■ SET EXERCISE: Reproduce the items verbatim from the line containing "like [(121, 3)]." through the line containing "271), (137, 222)]", including both of those lines.
::::
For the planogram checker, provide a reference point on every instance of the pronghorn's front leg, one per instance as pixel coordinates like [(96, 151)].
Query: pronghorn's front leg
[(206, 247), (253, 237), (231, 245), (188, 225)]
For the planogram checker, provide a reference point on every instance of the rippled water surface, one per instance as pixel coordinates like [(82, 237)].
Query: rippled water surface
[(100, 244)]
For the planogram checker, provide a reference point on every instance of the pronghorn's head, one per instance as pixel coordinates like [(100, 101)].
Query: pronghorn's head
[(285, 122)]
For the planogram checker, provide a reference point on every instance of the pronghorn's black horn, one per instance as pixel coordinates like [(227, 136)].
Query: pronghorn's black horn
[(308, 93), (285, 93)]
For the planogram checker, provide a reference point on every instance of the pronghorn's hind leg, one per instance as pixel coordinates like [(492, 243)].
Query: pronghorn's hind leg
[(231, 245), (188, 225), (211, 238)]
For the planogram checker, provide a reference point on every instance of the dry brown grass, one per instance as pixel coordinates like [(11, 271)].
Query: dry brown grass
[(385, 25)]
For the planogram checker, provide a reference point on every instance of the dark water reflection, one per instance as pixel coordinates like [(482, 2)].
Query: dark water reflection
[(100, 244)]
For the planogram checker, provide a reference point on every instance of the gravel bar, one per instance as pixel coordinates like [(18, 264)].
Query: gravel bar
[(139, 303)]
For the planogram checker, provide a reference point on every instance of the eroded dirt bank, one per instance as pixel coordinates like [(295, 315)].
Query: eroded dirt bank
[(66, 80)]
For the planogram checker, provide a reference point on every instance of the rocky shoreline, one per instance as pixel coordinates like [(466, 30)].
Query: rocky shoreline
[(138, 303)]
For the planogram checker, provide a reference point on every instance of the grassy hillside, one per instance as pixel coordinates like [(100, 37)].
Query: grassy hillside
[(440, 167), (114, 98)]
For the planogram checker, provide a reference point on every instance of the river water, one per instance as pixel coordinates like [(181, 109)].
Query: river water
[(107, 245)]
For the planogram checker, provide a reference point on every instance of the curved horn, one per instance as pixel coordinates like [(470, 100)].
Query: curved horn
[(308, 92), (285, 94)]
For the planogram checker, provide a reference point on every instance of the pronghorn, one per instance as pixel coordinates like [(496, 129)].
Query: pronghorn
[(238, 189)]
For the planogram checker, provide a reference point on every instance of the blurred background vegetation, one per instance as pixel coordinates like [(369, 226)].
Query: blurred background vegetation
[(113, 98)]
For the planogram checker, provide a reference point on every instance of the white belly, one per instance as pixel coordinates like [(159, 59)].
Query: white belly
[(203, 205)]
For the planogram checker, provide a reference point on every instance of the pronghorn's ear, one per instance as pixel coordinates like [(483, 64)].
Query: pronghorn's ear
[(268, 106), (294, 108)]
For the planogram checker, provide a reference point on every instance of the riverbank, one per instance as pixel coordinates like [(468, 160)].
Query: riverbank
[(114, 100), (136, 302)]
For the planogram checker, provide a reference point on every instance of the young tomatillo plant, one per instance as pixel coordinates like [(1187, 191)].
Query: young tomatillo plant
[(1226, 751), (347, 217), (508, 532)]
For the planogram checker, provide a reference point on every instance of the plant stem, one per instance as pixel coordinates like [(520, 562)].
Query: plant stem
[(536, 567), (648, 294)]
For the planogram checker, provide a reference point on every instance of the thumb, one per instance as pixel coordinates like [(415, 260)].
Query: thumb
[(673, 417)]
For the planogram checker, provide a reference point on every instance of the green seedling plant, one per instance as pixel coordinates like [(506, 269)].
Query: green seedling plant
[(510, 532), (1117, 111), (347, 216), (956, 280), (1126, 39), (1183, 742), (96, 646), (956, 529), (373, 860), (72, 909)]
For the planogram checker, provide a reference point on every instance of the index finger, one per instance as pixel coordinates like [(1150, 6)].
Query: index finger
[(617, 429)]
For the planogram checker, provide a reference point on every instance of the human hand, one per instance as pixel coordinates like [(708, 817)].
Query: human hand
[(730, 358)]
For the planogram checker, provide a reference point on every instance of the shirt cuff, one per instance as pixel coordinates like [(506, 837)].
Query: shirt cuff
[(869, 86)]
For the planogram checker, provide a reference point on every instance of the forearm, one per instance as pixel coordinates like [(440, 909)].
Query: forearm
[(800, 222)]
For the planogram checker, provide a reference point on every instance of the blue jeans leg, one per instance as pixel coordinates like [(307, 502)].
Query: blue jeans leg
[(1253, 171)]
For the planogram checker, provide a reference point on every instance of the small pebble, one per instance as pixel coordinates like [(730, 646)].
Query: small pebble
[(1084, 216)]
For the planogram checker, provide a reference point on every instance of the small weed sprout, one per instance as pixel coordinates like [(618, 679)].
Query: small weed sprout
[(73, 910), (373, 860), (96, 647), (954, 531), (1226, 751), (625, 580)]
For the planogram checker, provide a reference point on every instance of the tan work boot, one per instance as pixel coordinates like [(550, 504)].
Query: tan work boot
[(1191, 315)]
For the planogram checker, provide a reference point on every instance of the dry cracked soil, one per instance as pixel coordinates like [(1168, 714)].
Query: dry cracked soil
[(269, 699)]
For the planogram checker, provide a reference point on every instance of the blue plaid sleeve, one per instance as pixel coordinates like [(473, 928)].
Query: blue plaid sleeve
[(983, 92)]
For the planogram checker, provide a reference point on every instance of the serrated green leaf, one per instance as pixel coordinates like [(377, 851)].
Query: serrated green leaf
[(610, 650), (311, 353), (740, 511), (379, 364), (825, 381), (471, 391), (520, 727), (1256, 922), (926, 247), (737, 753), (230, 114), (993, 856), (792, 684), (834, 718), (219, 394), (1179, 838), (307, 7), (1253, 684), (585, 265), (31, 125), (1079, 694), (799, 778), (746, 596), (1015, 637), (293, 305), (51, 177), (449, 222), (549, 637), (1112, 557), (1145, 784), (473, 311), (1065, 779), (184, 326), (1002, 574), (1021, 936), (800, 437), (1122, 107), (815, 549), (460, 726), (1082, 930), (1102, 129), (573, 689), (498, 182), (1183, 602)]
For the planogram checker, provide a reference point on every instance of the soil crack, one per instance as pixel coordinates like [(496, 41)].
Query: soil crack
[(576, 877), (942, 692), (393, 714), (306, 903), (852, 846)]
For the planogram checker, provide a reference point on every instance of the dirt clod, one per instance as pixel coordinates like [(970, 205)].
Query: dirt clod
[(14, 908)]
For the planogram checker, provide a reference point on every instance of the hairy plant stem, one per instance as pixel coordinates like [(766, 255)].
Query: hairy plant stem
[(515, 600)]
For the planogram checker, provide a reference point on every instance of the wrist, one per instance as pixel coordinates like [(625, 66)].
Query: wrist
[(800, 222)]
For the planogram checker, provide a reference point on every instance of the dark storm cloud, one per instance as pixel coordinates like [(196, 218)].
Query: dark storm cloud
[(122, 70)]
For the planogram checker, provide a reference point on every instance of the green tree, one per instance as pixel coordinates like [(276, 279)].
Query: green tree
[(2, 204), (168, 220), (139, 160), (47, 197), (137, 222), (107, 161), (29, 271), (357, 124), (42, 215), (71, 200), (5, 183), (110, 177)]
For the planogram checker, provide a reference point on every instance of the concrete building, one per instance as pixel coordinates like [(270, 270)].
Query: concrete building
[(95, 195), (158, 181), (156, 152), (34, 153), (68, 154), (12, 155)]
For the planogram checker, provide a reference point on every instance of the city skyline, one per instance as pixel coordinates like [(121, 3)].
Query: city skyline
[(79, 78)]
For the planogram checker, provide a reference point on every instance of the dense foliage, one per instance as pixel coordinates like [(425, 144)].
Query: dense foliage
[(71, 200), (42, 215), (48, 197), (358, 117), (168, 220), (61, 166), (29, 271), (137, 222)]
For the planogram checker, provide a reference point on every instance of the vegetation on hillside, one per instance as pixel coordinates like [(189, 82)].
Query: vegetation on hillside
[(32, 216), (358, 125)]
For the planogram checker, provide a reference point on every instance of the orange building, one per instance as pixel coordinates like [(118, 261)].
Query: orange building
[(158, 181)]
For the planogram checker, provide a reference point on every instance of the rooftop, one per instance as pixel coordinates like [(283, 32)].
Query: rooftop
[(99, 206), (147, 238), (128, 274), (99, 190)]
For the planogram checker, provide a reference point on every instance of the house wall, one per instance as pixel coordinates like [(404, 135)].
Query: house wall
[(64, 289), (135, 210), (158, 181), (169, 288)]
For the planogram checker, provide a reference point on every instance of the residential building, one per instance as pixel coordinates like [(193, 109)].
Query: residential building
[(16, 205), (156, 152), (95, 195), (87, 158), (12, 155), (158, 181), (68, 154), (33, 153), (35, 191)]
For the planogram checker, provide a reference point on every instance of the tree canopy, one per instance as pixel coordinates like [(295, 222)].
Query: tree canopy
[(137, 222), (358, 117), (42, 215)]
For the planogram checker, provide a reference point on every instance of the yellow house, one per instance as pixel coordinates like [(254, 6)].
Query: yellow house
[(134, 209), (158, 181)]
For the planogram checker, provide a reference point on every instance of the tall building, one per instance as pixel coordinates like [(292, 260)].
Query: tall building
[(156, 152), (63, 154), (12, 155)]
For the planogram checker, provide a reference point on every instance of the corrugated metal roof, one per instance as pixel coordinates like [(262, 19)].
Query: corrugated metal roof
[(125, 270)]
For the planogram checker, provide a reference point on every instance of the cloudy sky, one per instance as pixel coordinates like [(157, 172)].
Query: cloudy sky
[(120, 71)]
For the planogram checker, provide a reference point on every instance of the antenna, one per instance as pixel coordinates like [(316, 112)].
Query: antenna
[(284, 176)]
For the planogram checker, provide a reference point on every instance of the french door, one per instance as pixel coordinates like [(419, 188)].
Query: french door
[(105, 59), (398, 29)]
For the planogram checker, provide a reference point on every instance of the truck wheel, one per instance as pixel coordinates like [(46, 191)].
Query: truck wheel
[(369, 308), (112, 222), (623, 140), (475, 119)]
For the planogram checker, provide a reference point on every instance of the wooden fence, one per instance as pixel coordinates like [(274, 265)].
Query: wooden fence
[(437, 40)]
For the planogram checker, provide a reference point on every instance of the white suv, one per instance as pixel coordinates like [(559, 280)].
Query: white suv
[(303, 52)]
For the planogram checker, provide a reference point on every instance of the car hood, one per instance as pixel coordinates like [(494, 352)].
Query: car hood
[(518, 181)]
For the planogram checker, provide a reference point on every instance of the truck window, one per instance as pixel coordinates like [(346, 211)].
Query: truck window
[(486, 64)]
::::
■ EXERCISE RESPONSE:
For the planogram checker, provide a reference point on every instance of the city skyline, one per instance as pixel coordinates like [(121, 3)].
Query: city skyline
[(79, 78)]
For the planogram checker, provide a reference point on every instance of the dense foliage, one per instance as pixel coordinates like [(425, 144)].
Query: dense foliage
[(71, 200), (42, 215), (48, 197), (358, 117), (168, 220), (61, 166), (29, 271), (137, 222)]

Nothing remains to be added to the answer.